▶ **Consignas del ejercicio**:
A) Copia sin alteraciones el fragmento del texto sobre Navalny que va desde "En los últimos" hasta "de Vladimir Putin.".
B) Indica cuántos días estuvo Navalny en terapia intensiva en Berlín según el texto sobre Navalny.

▶ **Texto proporcionado**:
:::::
En los últimos años, Rusia no ha dejado de estar en la mira del mundo occidental. La invasión a Crimea en 2014, la presunta intervención en las elecciones estadounidenses de 2016 y en las semanas recientes su participación trasbambalinas en el conflicto entre Armenia y Azerbaiyán, así como la sospecha de que el gobierno ruso estaría detrás del envenenamiento de Alexei Navalny, el principal líder opositor de Vladimir Putin.

En una secuencia de eventos propia de una película de espionaje, el 20 de agosto pasado, durante un vuelo de Siberia a Moscú, Alexei Navalny presentó síntomas graves que forzaron un aterrizaje de urgencia y su hospitalización inicial en la ciudad de Omsk. Ante la sospecha de envenenamiento, Yulia Navalny solicitó el traslado de su esposo a Alemania. A pesar de que los médicos obstaculizaron el traslado, 48 horas después, con el apoyo del gobierno alemán, el activista fue llevado en ambulancia aérea a Berlín en donde permaneció hospitalizado durante 32 días, 24 de ellos en terapia intensiva. Finalmente, el pasado 22 de septiembre Navalny fue dado de alta.
:::::
▶ **Material proporcionado**:
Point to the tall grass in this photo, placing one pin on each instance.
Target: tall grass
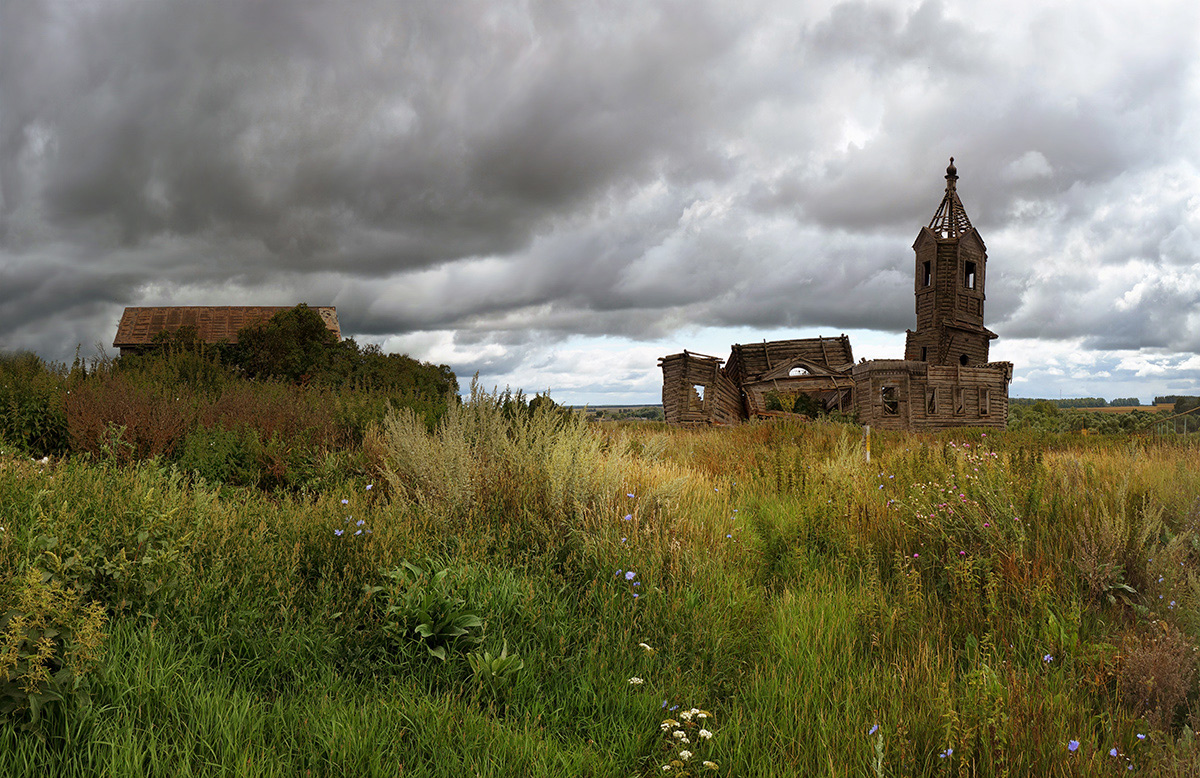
:::::
▶ **Respuestas del ejercicio**:
A)
En los últimos años, Rusia no ha dejado de estar en la mira del mundo occidental. La invasión a Crimea en 2014, la presunta intervención en las elecciones estadounidenses de 2016 y en las semanas recientes su participación trasbambalinas en el conflicto entre Armenia y Azerbaiyán, así como la sospecha de que el gobierno ruso estaría detrás del envenenamiento de Alexei Navalny, el principal líder opositor de Vladimir Putin.

B) 24 días.